**Task directions**.
Each entry needs to be reproduced exactly, with none left out.

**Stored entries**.
------------------------------------------------

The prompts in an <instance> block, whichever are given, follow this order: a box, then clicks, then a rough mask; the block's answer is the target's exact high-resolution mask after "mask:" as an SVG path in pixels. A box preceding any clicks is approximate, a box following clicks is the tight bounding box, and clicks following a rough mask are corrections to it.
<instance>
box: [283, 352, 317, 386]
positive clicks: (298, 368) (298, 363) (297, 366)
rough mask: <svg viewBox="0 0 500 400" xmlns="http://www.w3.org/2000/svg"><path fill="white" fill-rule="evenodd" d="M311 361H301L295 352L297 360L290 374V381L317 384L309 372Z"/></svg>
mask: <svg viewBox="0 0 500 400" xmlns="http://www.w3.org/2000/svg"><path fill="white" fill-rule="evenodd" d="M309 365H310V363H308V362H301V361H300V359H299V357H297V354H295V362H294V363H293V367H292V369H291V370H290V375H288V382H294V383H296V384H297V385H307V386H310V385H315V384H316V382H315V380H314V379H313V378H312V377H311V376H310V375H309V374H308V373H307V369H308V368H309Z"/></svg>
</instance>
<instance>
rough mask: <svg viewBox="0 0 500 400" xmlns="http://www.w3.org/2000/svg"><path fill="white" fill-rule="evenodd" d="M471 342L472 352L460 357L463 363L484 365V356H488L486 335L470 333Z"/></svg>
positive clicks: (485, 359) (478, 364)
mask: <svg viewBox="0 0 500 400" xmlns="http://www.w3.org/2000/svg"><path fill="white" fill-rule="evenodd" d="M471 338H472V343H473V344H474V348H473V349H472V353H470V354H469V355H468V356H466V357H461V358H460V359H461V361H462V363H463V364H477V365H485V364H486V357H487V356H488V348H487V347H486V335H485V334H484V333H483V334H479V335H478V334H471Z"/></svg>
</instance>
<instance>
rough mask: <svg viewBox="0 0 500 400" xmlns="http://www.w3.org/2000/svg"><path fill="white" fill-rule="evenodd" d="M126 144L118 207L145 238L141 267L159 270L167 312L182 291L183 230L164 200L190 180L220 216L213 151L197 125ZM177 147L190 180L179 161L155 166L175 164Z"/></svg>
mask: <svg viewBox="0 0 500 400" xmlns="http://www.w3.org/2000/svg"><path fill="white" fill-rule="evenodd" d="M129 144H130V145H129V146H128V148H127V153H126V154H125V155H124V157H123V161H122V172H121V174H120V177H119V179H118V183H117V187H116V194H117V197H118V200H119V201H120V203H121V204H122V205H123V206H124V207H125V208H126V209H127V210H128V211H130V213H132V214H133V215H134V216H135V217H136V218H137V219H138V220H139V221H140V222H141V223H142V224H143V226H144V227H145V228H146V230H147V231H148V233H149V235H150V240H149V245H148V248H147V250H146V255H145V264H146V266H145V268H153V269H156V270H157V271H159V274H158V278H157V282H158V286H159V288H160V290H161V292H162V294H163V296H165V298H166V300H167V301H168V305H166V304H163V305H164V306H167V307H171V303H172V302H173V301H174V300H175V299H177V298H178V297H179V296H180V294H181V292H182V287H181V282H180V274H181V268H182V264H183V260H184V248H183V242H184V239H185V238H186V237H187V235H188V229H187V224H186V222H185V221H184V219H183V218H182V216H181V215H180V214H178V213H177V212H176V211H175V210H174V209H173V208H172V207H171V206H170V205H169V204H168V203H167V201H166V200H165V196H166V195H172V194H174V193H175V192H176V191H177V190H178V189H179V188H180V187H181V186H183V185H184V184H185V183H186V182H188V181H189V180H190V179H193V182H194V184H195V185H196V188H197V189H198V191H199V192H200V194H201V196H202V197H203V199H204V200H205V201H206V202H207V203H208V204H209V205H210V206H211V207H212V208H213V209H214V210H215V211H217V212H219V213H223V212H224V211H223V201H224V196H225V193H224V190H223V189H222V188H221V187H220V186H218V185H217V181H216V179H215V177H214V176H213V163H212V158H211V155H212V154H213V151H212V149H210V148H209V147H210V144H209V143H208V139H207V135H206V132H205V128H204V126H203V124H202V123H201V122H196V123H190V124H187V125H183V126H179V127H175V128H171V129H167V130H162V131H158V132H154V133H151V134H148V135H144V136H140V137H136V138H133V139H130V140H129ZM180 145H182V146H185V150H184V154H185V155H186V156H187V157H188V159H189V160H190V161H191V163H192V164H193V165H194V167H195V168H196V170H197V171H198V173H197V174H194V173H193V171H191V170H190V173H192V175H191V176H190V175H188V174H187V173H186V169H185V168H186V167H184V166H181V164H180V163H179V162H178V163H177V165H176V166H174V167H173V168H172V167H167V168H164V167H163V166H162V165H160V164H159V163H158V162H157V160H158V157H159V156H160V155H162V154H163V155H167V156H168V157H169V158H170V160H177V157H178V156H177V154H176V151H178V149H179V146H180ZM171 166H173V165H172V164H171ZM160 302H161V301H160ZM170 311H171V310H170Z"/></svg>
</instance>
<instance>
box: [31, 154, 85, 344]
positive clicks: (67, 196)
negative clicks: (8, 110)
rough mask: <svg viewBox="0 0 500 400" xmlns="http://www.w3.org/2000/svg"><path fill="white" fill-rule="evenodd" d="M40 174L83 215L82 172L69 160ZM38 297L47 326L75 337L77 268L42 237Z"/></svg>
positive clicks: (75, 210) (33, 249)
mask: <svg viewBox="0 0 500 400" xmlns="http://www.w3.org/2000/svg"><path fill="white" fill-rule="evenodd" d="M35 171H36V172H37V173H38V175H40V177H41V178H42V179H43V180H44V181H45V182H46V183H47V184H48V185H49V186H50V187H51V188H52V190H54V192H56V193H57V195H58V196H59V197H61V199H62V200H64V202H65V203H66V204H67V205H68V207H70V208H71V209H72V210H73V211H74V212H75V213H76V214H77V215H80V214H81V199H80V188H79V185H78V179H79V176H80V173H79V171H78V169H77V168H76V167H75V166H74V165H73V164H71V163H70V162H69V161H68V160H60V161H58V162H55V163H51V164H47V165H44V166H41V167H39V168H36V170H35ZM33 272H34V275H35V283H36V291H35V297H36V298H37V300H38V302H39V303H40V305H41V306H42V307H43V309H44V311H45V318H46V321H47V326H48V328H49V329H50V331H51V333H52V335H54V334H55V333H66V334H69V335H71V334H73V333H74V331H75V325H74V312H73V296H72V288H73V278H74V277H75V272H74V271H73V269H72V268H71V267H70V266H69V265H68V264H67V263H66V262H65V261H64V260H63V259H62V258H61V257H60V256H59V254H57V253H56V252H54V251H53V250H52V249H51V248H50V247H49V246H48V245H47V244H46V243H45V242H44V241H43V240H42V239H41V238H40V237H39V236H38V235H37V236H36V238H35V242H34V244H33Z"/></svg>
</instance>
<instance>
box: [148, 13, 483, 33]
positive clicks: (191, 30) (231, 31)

------------------------------------------------

**Task response**.
The prompts in an <instance> block, whichever are given, follow this order: a box, then clicks, then a rough mask; the block's answer is the target's exact high-resolution mask after "mask:" as an SVG path in pixels. A box preceding any clicks is approximate, a box following clicks is the tight bounding box, and clicks following a rough mask are corrections to it.
<instance>
box: [283, 352, 317, 386]
positive clicks: (298, 368) (298, 363) (297, 366)
rough mask: <svg viewBox="0 0 500 400" xmlns="http://www.w3.org/2000/svg"><path fill="white" fill-rule="evenodd" d="M311 361H301L295 352L297 360L290 374V381L317 384L309 372Z"/></svg>
mask: <svg viewBox="0 0 500 400" xmlns="http://www.w3.org/2000/svg"><path fill="white" fill-rule="evenodd" d="M309 365H310V363H308V362H301V361H300V359H299V357H297V354H295V362H294V363H293V367H292V369H291V370H290V375H288V382H294V383H296V384H297V385H307V386H310V385H315V384H316V382H315V380H314V379H313V378H312V377H311V376H310V375H309V374H308V373H307V369H308V368H309Z"/></svg>
</instance>
<instance>
rough mask: <svg viewBox="0 0 500 400" xmlns="http://www.w3.org/2000/svg"><path fill="white" fill-rule="evenodd" d="M471 342L472 352L460 357L463 363L484 365V356H488L486 335L470 333Z"/></svg>
positive clicks: (485, 359) (478, 364)
mask: <svg viewBox="0 0 500 400" xmlns="http://www.w3.org/2000/svg"><path fill="white" fill-rule="evenodd" d="M471 338H472V343H473V344H474V348H473V349H472V353H470V354H469V355H468V356H466V357H461V358H460V359H461V361H462V363H463V364H477V365H485V364H486V357H487V356H488V348H487V347H486V335H485V334H484V333H483V334H479V335H478V334H471Z"/></svg>
</instance>
<instance>
rough mask: <svg viewBox="0 0 500 400" xmlns="http://www.w3.org/2000/svg"><path fill="white" fill-rule="evenodd" d="M126 144L118 207L145 238L141 267L159 270L167 312L182 291L183 230L164 200L190 180L220 216L213 151L197 125ZM177 147L190 180L179 161L155 166L175 164Z"/></svg>
mask: <svg viewBox="0 0 500 400" xmlns="http://www.w3.org/2000/svg"><path fill="white" fill-rule="evenodd" d="M129 144H130V145H129V146H128V148H127V153H126V154H125V155H124V157H123V161H122V172H121V174H120V177H119V179H118V183H117V187H116V194H117V197H118V200H119V201H120V203H121V204H122V205H123V206H124V207H125V208H126V209H127V210H128V211H130V213H132V214H133V215H134V216H135V217H136V218H137V219H138V220H139V221H140V222H141V223H142V224H143V226H144V227H145V228H146V230H147V231H148V233H149V235H150V240H149V245H148V248H147V250H146V255H145V264H146V266H145V268H153V269H156V270H157V271H159V274H158V278H157V282H158V286H159V288H160V290H161V292H162V294H163V296H165V298H166V300H167V301H168V305H166V304H163V305H164V306H167V307H171V303H172V302H173V301H174V300H175V299H177V298H178V297H179V296H180V294H181V292H182V287H181V282H180V274H181V268H182V264H183V260H184V248H183V242H184V239H185V238H186V237H187V235H188V229H187V224H186V222H185V221H184V219H183V218H182V216H181V215H180V214H178V213H177V212H176V211H175V210H174V209H173V208H172V207H171V206H170V205H169V204H168V203H167V201H166V200H165V196H166V195H172V194H174V193H175V192H176V191H177V190H178V189H179V188H180V187H181V186H183V185H184V184H185V183H186V182H188V181H189V180H190V179H193V182H194V184H195V185H196V188H197V189H198V191H199V192H200V194H201V196H202V197H203V199H204V200H205V201H206V202H207V203H208V204H209V205H210V206H211V207H212V208H213V209H214V210H215V211H217V212H219V213H223V212H224V211H223V201H224V196H225V193H224V190H223V189H222V188H221V187H220V186H218V185H217V181H216V179H215V177H214V176H213V163H212V158H211V155H212V154H213V151H212V149H210V148H209V147H210V144H209V143H208V139H207V135H206V132H205V128H204V126H203V124H202V123H201V122H196V123H190V124H187V125H183V126H179V127H175V128H171V129H167V130H162V131H158V132H154V133H151V134H148V135H144V136H140V137H136V138H133V139H130V140H129ZM180 145H182V146H185V150H184V154H185V155H186V156H187V157H188V159H189V160H190V161H191V163H192V164H193V165H194V167H195V168H196V170H197V171H198V173H197V174H194V173H193V171H191V170H190V173H192V175H191V176H190V175H188V174H187V173H186V169H185V168H186V167H184V166H181V164H180V163H179V162H178V163H177V165H176V166H174V167H173V168H172V167H167V168H164V167H163V166H162V165H160V164H159V163H158V162H157V160H158V157H159V156H160V155H162V154H163V155H167V156H168V157H169V158H170V160H177V157H178V156H177V154H176V151H178V149H179V146H180ZM171 166H173V165H172V164H171ZM160 302H161V301H160ZM170 311H171V310H170Z"/></svg>
</instance>
<instance>
box: [31, 154, 85, 344]
positive clicks: (67, 196)
negative clicks: (8, 110)
rough mask: <svg viewBox="0 0 500 400" xmlns="http://www.w3.org/2000/svg"><path fill="white" fill-rule="evenodd" d="M40 174L83 215L82 172L69 160ZM38 297L47 326L75 337L77 268L42 237Z"/></svg>
positive clicks: (75, 210) (33, 249)
mask: <svg viewBox="0 0 500 400" xmlns="http://www.w3.org/2000/svg"><path fill="white" fill-rule="evenodd" d="M35 171H36V172H37V173H38V175H40V177H41V178H42V179H43V180H44V181H45V182H46V183H47V184H48V185H49V186H50V187H51V188H52V190H54V192H56V193H57V195H58V196H59V197H61V199H62V200H64V202H65V203H66V204H67V205H68V207H70V208H71V209H72V210H73V211H74V212H75V213H76V214H77V215H80V214H81V199H80V188H79V185H78V179H79V176H80V173H79V171H78V169H77V168H76V167H75V166H74V165H73V164H71V163H70V162H69V161H68V160H60V161H58V162H55V163H51V164H47V165H44V166H41V167H39V168H36V170H35ZM33 272H34V275H35V283H36V291H35V297H36V298H37V300H38V302H39V303H40V305H41V306H42V307H43V309H44V311H45V318H46V321H47V326H48V328H49V329H50V331H51V333H52V335H54V334H55V333H66V334H69V335H71V334H73V333H74V331H75V325H74V312H73V296H72V288H73V278H74V277H75V272H74V271H73V269H72V268H71V267H70V266H69V265H68V264H67V263H66V262H65V261H64V260H63V259H62V258H61V257H60V256H59V254H57V253H56V252H54V251H53V250H52V249H51V248H50V247H49V246H48V245H47V244H46V243H45V242H44V241H43V240H42V239H41V238H40V237H39V236H38V235H37V236H36V238H35V242H34V244H33Z"/></svg>
</instance>
<instance>
box: [148, 13, 483, 33]
positive clicks: (191, 30) (231, 31)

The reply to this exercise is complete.